#### [Text shown]
————

Clipperton Island is so remote that even the Guinness Book of World Records’ “Most Traveled Man” was given no recourse but to swim there. Factually speaking, the atoll in the East Pacific is equally as inhospitable as it is hard to reach: the land is barren with no freshwater to be found, and treacherous reefs surround it on all sides. Given all that, it’s still palm-laden, lagoon rimmed paradise of crystalline waters known for hosting a massive population of crabs and sea fowl.
However, Clipperton Island has a dark past. In 1906, a guano mining business (yes, those exist) jointly operated by British and Mexican interest groups made the only good-faith attempt at colonizing the island in its long history. Today, it is administered by France as a minor outlying territory.
One hundred men and women were deposited on the island, knowing full-well that they would depend on shipments of sustenance sent from mainland Mexico for their survival. Everything went as planned until the Mexican Civil War diverted the suppliers’ attention … for years.
Slowly but surely, all the men died from either malnutrition or failed escape attempts, save one: Victoriano Álvarez. As the last living male, he proclaimed himself “king” and took to enslaving, murdering, and raping the remaining women and children.
His reign of terror lasted for some time until ultimately the women conspired and successfully gave him a dose of his own medicine and the former ship captain’s widow killed him. Eventually, three women and seven children were rescued from the island by a passing ship in 1917.
No attempts at permanently colonizing Clipperton have been made since and the island’s violent past remains unknown to most people.

————

#### [Exercise data]
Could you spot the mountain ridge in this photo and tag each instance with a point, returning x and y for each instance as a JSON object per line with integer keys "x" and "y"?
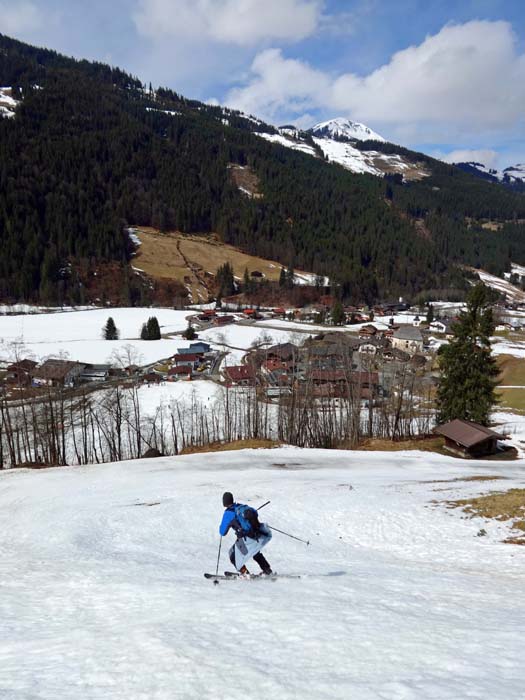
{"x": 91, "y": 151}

————

#### [Work instruction 1]
From the Clipperton Island text, extract everything from "However, Clipperton Island" down to "women and children.".
#### [Work instruction 2]
According to the Clipperton Island text, who was the last man left alive on the island?

#### [Output 1]
However, Clipperton Island has a dark past. In 1906, a guano mining business (yes, those exist) jointly operated by British and Mexican interest groups made the only good-faith attempt at colonizing the island in its long history. Today, it is administered by France as a minor outlying territory.
One hundred men and women were deposited on the island, knowing full-well that they would depend on shipments of sustenance sent from mainland Mexico for their survival. Everything went as planned until the Mexican Civil War diverted the suppliers’ attention … for years.
Slowly but surely, all the men died from either malnutrition or failed escape attempts, save one: Victoriano Álvarez. As the last living male, he proclaimed himself “king” and took to enslaving, murdering, and raping the remaining women and children.

#### [Output 2]
Victoriano Álvarez